### TASK TO COMPLETE
Take the line that contains "of the airport" and all lines after it, up to and including the last line of the data, and write them out exactly; nothing else belongs in the answer.

### AVAILABLE DATA
──────────────────────────────
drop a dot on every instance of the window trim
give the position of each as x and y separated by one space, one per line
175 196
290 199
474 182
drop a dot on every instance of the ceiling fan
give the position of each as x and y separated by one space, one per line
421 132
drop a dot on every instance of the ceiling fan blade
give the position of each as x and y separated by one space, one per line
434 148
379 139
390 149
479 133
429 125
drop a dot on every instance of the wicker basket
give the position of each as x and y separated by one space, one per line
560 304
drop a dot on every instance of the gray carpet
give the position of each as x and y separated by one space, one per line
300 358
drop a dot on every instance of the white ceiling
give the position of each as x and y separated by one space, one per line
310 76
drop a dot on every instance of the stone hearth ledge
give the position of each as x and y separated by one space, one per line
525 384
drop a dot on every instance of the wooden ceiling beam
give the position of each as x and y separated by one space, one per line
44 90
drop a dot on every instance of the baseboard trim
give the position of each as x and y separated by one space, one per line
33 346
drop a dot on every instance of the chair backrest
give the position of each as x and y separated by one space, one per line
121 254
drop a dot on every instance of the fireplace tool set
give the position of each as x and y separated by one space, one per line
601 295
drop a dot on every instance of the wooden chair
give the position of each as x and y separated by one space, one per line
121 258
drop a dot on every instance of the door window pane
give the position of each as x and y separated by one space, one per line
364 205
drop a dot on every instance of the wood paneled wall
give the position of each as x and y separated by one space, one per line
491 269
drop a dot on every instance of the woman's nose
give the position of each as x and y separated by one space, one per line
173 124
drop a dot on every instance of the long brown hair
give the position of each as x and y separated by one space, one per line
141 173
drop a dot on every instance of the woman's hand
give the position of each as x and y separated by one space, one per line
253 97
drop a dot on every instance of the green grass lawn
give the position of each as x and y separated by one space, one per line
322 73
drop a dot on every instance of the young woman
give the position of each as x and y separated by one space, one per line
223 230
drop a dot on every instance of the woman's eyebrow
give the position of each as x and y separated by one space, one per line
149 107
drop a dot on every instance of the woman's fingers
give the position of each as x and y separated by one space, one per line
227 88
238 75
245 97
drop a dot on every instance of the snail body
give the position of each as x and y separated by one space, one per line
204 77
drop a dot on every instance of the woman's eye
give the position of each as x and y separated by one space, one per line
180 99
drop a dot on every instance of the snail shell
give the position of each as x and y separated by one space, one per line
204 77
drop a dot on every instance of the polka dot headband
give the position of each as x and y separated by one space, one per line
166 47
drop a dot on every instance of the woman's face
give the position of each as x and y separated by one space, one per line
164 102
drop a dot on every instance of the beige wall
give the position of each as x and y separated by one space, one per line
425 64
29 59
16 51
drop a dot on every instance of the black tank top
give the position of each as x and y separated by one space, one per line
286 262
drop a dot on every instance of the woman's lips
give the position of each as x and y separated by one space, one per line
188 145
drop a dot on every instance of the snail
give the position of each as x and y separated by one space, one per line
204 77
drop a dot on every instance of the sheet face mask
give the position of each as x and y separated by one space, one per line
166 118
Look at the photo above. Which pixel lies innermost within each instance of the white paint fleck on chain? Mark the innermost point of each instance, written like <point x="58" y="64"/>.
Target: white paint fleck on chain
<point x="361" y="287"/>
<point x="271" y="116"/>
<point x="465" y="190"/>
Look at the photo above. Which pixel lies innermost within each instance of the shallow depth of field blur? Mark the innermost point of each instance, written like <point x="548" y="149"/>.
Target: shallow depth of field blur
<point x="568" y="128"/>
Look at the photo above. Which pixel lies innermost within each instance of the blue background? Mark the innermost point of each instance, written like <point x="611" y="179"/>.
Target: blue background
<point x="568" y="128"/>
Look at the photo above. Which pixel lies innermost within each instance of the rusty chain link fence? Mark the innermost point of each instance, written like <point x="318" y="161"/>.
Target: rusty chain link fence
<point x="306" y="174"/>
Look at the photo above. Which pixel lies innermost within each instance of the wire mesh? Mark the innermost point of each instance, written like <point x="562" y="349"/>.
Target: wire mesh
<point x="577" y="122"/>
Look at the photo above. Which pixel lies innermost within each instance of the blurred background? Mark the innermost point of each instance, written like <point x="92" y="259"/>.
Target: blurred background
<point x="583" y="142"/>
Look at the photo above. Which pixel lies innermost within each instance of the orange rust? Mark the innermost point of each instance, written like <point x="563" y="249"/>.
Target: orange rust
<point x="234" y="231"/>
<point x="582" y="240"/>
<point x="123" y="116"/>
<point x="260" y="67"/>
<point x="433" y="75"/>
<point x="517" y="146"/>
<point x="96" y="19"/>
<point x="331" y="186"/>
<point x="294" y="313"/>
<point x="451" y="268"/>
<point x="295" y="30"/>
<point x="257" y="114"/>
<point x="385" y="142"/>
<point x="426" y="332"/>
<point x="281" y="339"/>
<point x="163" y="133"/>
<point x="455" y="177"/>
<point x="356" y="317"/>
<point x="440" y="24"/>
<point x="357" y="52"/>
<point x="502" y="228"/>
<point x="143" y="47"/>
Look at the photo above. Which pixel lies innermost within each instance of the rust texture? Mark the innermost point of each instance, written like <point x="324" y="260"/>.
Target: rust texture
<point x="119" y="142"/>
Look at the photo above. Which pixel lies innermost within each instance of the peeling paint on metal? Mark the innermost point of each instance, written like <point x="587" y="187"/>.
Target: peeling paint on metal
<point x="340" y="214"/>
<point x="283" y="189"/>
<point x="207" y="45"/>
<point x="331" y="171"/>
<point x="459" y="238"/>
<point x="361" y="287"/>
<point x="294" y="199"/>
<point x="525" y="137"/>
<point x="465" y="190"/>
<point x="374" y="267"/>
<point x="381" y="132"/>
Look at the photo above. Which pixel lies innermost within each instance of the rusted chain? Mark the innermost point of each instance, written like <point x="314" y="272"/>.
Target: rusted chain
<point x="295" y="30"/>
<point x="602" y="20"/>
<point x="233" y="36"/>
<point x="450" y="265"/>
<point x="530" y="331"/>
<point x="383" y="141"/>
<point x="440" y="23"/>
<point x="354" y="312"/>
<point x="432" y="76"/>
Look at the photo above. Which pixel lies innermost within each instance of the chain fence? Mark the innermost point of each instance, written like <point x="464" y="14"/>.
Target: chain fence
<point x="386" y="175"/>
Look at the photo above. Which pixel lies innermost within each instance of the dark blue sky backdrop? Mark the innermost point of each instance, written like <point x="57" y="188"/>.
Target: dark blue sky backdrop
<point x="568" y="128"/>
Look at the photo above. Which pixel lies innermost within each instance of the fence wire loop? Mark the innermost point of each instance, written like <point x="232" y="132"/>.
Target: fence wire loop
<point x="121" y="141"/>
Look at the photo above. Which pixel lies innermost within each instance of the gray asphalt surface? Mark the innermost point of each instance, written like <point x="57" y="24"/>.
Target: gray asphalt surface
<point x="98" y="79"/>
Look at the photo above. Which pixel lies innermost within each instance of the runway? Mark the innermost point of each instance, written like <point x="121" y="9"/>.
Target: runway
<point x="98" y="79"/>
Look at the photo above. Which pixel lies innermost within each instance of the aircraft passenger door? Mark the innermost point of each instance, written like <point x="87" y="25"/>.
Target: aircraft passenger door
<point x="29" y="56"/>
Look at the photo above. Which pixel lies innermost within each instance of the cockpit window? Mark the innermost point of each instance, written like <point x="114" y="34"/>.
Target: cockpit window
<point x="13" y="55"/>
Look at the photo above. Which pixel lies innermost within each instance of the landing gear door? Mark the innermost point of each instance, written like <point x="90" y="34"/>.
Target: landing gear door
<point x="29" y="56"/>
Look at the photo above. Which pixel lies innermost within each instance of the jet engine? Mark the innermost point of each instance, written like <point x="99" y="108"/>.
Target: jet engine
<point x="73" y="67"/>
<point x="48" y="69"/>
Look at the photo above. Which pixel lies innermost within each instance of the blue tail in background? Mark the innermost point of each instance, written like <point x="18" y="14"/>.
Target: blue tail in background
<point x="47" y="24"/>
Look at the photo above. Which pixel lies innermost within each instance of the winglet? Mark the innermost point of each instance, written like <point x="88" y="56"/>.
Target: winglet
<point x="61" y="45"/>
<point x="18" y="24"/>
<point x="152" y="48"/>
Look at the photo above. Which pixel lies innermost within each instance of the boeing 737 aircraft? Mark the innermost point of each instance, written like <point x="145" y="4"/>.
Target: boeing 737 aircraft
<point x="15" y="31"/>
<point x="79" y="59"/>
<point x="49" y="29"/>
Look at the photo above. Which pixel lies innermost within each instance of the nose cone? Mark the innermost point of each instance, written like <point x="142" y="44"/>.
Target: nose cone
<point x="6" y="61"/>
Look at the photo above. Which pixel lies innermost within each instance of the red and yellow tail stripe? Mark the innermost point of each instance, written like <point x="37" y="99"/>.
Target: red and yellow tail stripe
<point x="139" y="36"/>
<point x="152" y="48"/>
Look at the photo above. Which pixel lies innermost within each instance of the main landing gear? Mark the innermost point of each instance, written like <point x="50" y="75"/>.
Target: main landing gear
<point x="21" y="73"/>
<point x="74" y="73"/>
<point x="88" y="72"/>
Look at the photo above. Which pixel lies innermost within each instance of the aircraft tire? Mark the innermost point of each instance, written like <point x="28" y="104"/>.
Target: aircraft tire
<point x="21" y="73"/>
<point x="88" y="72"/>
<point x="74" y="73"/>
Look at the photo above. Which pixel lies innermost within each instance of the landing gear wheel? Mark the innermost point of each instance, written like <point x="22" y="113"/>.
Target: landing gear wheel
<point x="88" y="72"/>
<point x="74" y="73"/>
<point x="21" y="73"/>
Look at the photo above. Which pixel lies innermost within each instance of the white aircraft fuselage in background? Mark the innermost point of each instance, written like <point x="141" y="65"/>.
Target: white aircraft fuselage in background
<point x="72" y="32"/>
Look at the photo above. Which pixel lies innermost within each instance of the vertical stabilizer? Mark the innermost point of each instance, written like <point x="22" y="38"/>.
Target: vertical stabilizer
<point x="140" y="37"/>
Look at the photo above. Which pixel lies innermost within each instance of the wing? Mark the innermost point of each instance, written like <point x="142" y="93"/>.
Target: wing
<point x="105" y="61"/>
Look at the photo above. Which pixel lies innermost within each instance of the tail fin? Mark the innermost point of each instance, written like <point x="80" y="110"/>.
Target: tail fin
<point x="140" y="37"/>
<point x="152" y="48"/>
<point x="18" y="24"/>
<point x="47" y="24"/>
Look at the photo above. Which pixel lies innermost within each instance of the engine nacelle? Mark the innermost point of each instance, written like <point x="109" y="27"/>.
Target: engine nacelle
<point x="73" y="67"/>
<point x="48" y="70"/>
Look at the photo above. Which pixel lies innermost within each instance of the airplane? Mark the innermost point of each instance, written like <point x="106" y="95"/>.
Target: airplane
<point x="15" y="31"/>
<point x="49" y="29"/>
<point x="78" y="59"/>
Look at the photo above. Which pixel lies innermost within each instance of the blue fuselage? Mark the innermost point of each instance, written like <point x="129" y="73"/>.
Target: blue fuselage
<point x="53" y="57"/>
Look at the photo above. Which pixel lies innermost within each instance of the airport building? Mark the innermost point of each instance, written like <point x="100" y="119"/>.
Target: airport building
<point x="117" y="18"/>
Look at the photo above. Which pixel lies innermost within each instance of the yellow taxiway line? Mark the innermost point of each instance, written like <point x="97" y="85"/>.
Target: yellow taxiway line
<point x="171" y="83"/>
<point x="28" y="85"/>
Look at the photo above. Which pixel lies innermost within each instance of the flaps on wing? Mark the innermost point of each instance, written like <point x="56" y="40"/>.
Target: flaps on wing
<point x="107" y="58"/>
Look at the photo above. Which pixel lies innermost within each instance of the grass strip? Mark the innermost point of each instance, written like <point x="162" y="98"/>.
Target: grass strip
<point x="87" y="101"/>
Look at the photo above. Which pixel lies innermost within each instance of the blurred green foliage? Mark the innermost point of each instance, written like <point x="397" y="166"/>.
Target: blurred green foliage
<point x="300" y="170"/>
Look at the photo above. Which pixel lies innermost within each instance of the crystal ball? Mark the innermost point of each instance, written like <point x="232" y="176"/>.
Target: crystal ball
──────────────────────────────
### RESULT
Look at the photo above. Which pixel lies innermost within each instance of the airport building? Mark the innermost point of each instance, written like <point x="100" y="119"/>.
Target: airport building
<point x="117" y="18"/>
Look at the photo above. Which pixel lies innermost within each instance of the yellow taxiway line? Mark the innermost point of each instance, written like <point x="97" y="85"/>.
Target: yellow taxiway line
<point x="171" y="83"/>
<point x="28" y="85"/>
Look at the photo above. Which pixel lies innermost within each instance of the flaps on wing? Mark the innermost point of each instance, written like <point x="56" y="40"/>.
Target: flaps on wing
<point x="107" y="58"/>
Look at the photo above. Which pixel lies innermost within each instance of the grass strip? Mark the innermost point of each instance, written like <point x="162" y="98"/>.
Target: grass strip
<point x="87" y="101"/>
Look at the photo above. Which pixel lies innermost within each instance of the blurred green foliage? Mark the innermost point of each instance, written like <point x="397" y="166"/>.
Target: blurred green foliage
<point x="300" y="170"/>
Look at the photo above. Which pixel lies innermost within each instance of the crystal ball? Mark the innermost point of each instance, written like <point x="232" y="176"/>.
Target: crystal ball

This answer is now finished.